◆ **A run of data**
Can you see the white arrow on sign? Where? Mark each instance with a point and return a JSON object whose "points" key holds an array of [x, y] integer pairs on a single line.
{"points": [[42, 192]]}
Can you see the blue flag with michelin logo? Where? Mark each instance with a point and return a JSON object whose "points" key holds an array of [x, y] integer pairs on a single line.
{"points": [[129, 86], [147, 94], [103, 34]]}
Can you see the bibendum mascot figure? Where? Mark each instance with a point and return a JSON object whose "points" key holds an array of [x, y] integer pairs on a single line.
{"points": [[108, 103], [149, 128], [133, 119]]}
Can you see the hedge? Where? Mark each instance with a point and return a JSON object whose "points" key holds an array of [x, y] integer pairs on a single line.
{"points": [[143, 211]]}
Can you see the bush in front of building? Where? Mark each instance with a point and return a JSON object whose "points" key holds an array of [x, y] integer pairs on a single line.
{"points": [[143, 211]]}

◆ **Description of the task**
Copy the data above line for line, with no changes.

◆ **Final result**
Can you see the white arrow on sign? Where? Mark each instance with a point and return a JSON object whose "points" key holds an array of [x, y] integer pairs on a single line.
{"points": [[42, 192]]}
Can you see the blue flag with michelin logo? Where? Mark each instance with a point and return a JSON object whose "points" key holds an array of [x, y] integer pairs on a single line.
{"points": [[129, 86], [147, 94], [103, 34]]}
Can you see the bibendum mascot figure? Where? Mark each instance with a point and return a JSON object whose "points" key holds an array of [x, y] integer pairs on a single line.
{"points": [[108, 103], [149, 128], [133, 119]]}
Can you see the hedge? Where? Mark each instance with a point and return a JSON object whose "points" key holds an array of [x, y] integer pairs on a single line.
{"points": [[143, 211]]}
Can you see the bush in front of building? Where? Mark each instance with a point and return a JSON object whose "points" key holds an array of [x, y] integer pairs on a single line.
{"points": [[143, 211]]}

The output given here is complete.